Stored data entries

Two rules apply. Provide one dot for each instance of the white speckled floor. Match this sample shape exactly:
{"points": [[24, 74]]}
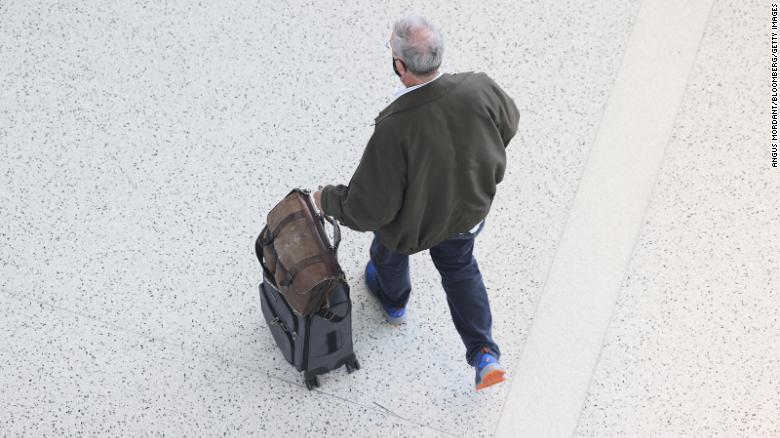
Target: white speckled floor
{"points": [[141, 145]]}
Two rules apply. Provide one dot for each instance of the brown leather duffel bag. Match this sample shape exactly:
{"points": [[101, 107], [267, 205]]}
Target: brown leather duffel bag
{"points": [[295, 251]]}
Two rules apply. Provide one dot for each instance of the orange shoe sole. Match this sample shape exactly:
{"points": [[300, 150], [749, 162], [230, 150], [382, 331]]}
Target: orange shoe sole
{"points": [[491, 378]]}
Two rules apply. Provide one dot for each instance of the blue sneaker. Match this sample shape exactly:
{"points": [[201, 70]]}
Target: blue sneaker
{"points": [[489, 371], [394, 315]]}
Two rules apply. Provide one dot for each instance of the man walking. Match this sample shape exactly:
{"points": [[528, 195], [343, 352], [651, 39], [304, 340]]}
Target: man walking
{"points": [[427, 180]]}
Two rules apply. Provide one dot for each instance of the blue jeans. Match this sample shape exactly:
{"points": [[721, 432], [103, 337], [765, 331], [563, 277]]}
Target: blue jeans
{"points": [[461, 279]]}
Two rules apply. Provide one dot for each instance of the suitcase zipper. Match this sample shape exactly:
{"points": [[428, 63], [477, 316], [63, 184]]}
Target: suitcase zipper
{"points": [[284, 327]]}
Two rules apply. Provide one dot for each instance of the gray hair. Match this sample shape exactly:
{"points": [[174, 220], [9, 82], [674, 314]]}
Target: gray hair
{"points": [[418, 44]]}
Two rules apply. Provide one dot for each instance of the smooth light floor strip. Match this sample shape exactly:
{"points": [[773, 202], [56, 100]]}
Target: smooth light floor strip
{"points": [[550, 383]]}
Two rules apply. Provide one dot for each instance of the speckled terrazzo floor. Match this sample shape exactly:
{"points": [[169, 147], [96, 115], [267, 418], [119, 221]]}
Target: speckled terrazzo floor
{"points": [[142, 144], [692, 349]]}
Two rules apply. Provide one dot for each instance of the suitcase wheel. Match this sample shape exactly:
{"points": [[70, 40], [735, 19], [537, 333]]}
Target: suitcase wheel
{"points": [[312, 383]]}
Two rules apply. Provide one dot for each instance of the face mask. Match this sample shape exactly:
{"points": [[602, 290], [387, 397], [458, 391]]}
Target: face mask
{"points": [[395, 69]]}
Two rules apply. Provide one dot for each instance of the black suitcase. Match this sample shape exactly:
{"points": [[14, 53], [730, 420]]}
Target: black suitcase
{"points": [[314, 344]]}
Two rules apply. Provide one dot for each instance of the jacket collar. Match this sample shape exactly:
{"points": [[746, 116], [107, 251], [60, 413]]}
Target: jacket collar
{"points": [[430, 92]]}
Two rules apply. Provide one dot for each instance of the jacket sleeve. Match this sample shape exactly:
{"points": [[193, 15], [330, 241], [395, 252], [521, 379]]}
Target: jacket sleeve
{"points": [[504, 113], [375, 192]]}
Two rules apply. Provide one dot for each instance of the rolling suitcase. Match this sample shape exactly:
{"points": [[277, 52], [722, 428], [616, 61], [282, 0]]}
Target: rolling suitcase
{"points": [[314, 344]]}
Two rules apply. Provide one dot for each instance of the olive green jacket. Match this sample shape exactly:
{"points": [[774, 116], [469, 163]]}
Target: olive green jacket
{"points": [[430, 169]]}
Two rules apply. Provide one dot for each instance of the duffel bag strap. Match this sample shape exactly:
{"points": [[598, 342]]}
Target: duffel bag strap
{"points": [[336, 231], [259, 243]]}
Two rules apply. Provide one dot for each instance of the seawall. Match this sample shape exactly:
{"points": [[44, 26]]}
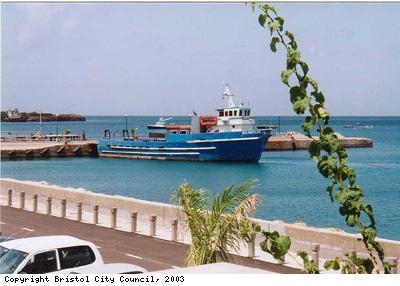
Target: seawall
{"points": [[297, 141], [45, 149], [333, 242]]}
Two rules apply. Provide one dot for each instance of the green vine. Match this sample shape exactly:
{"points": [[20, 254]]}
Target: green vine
{"points": [[331, 159]]}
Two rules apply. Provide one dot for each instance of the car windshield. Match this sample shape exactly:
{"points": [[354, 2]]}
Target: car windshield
{"points": [[10, 259]]}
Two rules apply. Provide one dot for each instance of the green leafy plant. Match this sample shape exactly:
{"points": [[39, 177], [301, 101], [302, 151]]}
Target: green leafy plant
{"points": [[215, 223], [309, 265], [331, 159], [351, 264]]}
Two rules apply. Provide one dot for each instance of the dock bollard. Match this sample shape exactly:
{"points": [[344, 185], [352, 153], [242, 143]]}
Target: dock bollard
{"points": [[315, 254], [34, 203], [96, 214], [22, 200], [113, 217], [153, 221], [174, 231], [393, 262], [63, 207], [48, 209], [9, 197], [79, 211], [133, 221], [251, 247]]}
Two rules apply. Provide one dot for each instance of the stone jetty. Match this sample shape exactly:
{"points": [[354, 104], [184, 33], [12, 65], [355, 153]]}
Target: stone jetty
{"points": [[297, 141], [45, 149]]}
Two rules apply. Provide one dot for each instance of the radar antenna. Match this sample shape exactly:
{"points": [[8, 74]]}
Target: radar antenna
{"points": [[229, 95]]}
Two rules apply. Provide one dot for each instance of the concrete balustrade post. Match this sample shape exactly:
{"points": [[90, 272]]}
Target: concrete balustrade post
{"points": [[63, 208], [9, 198], [48, 207], [113, 217], [79, 211], [153, 222], [393, 262], [22, 200], [315, 254], [34, 203], [353, 253], [96, 214], [174, 230], [133, 221], [251, 247]]}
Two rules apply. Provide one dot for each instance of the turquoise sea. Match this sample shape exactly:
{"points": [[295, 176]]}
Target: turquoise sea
{"points": [[289, 182]]}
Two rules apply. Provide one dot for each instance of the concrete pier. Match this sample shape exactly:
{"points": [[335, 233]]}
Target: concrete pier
{"points": [[297, 141], [45, 149]]}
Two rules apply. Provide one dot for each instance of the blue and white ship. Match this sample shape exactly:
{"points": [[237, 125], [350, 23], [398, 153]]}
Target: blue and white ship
{"points": [[230, 136]]}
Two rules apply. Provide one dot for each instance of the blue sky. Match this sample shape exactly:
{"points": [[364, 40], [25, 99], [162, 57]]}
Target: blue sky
{"points": [[159, 59]]}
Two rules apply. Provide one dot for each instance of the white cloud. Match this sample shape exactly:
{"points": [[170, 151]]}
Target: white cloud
{"points": [[41, 19]]}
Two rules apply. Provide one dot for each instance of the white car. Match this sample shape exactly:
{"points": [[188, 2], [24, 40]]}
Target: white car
{"points": [[56, 254]]}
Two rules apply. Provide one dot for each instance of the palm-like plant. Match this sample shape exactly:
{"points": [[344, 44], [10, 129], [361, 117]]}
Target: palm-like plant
{"points": [[216, 228]]}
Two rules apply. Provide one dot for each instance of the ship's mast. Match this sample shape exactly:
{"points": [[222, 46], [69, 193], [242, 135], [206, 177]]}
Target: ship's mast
{"points": [[229, 95]]}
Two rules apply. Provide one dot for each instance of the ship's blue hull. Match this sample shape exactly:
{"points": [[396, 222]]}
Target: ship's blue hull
{"points": [[224, 146]]}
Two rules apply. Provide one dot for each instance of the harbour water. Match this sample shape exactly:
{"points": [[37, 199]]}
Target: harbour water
{"points": [[289, 182]]}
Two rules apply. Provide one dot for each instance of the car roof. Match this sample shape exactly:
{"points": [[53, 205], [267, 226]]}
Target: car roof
{"points": [[111, 268], [41, 243]]}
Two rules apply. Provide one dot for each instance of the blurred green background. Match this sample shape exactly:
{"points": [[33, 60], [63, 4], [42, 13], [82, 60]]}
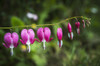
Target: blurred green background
{"points": [[83, 50]]}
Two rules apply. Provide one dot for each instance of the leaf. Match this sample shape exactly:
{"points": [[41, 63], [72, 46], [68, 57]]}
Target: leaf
{"points": [[15, 21]]}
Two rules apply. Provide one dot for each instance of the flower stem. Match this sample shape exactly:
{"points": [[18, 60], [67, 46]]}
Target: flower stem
{"points": [[44, 44], [63, 21], [11, 51], [29, 48]]}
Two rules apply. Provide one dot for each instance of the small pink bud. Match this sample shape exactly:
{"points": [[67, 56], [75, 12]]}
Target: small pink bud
{"points": [[69, 27], [83, 23], [11, 41], [44, 35], [27, 37], [77, 24], [70, 34], [59, 35]]}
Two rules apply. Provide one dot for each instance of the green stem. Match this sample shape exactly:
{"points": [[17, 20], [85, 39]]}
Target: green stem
{"points": [[63, 21]]}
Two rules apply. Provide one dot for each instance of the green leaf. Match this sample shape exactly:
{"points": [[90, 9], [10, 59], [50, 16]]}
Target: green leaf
{"points": [[15, 21]]}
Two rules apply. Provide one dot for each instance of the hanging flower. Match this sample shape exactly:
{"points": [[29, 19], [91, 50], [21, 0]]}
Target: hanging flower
{"points": [[77, 24], [59, 35], [70, 34], [11, 41], [27, 37], [32, 16], [44, 35], [83, 23]]}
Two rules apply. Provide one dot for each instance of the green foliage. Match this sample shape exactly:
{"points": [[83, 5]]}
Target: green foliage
{"points": [[84, 50], [15, 21]]}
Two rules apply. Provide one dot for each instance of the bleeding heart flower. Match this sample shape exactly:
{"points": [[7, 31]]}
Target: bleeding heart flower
{"points": [[32, 16], [70, 34], [44, 35], [11, 41], [59, 35], [83, 23], [27, 37], [77, 24]]}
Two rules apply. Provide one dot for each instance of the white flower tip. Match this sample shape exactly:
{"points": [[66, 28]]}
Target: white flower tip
{"points": [[44, 48]]}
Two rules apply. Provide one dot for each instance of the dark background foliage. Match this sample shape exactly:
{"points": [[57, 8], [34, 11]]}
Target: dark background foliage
{"points": [[83, 50]]}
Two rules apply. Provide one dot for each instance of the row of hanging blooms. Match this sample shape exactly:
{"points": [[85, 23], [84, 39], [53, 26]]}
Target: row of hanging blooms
{"points": [[28, 36]]}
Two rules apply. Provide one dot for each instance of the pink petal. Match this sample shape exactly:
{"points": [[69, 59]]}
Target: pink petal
{"points": [[69, 27], [31, 35], [50, 39], [77, 24], [24, 35], [16, 45], [15, 38], [7, 39], [40, 34], [47, 33], [5, 45], [59, 33], [22, 41]]}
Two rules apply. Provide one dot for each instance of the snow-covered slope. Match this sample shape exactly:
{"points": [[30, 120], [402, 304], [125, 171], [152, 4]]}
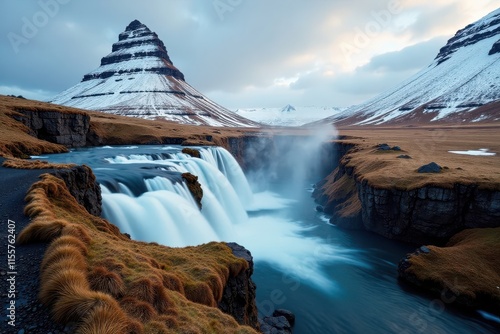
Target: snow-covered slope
{"points": [[138, 79], [464, 77], [288, 115]]}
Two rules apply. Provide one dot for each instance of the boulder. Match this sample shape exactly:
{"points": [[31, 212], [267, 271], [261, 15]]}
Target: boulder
{"points": [[430, 168]]}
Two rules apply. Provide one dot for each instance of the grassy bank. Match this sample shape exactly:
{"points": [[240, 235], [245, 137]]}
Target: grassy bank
{"points": [[467, 270], [97, 277]]}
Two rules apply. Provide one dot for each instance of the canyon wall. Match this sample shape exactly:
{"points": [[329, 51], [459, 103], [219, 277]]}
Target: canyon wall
{"points": [[427, 214]]}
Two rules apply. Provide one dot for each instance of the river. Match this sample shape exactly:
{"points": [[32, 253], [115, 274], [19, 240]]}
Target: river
{"points": [[335, 281]]}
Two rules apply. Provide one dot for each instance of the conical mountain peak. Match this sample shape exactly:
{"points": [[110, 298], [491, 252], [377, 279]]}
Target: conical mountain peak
{"points": [[138, 79], [134, 25]]}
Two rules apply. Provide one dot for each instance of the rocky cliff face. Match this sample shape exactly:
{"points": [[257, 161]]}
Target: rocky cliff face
{"points": [[239, 294], [82, 184], [423, 215], [139, 79], [69, 129]]}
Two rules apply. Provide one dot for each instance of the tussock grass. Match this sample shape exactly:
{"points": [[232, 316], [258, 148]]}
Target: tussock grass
{"points": [[107, 283], [383, 170], [342, 193], [469, 266], [33, 164]]}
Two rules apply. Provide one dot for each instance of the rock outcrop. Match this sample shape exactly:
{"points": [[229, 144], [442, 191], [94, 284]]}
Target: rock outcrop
{"points": [[69, 129], [82, 184], [238, 298], [194, 187], [138, 79], [423, 215]]}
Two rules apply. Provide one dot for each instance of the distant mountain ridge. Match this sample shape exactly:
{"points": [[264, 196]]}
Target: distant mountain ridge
{"points": [[138, 79], [288, 115], [461, 85]]}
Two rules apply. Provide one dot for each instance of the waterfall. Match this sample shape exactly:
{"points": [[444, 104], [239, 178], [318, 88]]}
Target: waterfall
{"points": [[145, 196], [165, 200]]}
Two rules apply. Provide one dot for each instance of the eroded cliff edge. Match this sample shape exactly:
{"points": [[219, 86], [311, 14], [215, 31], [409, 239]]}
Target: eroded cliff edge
{"points": [[416, 212], [382, 192], [97, 272]]}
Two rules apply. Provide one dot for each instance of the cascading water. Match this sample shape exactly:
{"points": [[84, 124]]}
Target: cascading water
{"points": [[167, 213], [320, 272]]}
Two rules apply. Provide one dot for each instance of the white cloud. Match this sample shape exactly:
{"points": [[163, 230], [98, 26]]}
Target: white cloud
{"points": [[261, 53]]}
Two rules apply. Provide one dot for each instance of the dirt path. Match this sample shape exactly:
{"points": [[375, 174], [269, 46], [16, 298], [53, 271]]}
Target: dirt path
{"points": [[30, 315]]}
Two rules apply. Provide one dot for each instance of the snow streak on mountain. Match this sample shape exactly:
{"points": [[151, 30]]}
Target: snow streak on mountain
{"points": [[461, 85], [138, 79]]}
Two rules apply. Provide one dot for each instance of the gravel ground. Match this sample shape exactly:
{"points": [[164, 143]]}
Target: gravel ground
{"points": [[30, 315]]}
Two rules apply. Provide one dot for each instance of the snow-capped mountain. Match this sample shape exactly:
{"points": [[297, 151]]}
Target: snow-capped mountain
{"points": [[288, 115], [138, 79], [461, 85]]}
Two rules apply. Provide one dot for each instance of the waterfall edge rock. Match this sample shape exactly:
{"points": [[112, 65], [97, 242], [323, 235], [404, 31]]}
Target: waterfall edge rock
{"points": [[65, 128], [428, 214], [239, 294], [82, 184]]}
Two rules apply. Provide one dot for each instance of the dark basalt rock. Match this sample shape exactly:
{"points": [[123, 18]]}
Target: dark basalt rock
{"points": [[137, 35], [192, 152], [383, 147], [238, 298], [386, 147], [471, 34], [424, 215], [194, 187], [430, 168], [82, 184], [275, 325], [69, 129]]}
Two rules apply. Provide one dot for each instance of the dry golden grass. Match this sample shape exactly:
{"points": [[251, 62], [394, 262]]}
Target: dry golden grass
{"points": [[425, 144], [33, 164], [469, 265], [15, 140], [111, 284]]}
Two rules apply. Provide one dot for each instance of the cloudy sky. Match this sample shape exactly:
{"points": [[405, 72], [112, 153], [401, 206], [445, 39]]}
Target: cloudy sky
{"points": [[240, 53]]}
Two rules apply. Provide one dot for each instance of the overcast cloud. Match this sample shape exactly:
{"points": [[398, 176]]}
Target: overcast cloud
{"points": [[240, 53]]}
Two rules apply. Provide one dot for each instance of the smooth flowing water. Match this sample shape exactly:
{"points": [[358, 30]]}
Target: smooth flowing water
{"points": [[335, 281]]}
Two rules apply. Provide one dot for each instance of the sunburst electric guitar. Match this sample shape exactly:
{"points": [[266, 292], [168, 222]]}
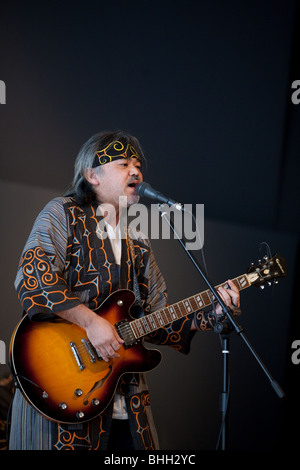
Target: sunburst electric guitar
{"points": [[60, 373]]}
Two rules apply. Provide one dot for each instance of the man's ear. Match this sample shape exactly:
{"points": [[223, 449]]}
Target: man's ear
{"points": [[91, 176]]}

> [WORK REQUIRED] Give back, word for word, the lines from the line that contains "the dark basalt" through the last line of the records, with no pictures and nothing else.

> [RESULT BELOW]
Two rules apply. Provide one dot for each instance of the dark basalt rock. Match this sample shape exactly:
{"points": [[123, 18]]}
Target: dark basalt rock
{"points": [[137, 35], [192, 152], [383, 147], [238, 298], [386, 147], [471, 34], [424, 215], [194, 187], [430, 168], [82, 184], [275, 325], [69, 129]]}
Two rules apply. Provide one dot for each instance of the dry golden grass. Match this sample shape exactly:
{"points": [[251, 62], [394, 262]]}
Target: dry golden grass
{"points": [[425, 144], [33, 164], [469, 265], [15, 140], [111, 284]]}
Two rules apply. Provide one dot for each instance of the cloudy sky. Match this sample shape exactly:
{"points": [[405, 72], [112, 153], [401, 206], [445, 39]]}
Target: cloudy sky
{"points": [[240, 53]]}
Two rules apply. Provide one dot for each instance of the overcast cloud. Match this sample shape exactly:
{"points": [[398, 176]]}
Target: overcast cloud
{"points": [[240, 53]]}
Two rules apply. Provide one dot for each instance of the smooth flowing water. Match this sample shape exactly:
{"points": [[358, 30]]}
Target: smooth flowing water
{"points": [[335, 281]]}
Two rules apply. Provide one dot for each instance of the sunburst electric guitar. Match this sample shape exactly:
{"points": [[266, 292], [168, 222]]}
Target: sunburst electric guitar
{"points": [[60, 373]]}
Two rules apply. Provide one dot for each instance of the man's ear. Match this sample shape exactly:
{"points": [[223, 449]]}
Target: man's ear
{"points": [[91, 176]]}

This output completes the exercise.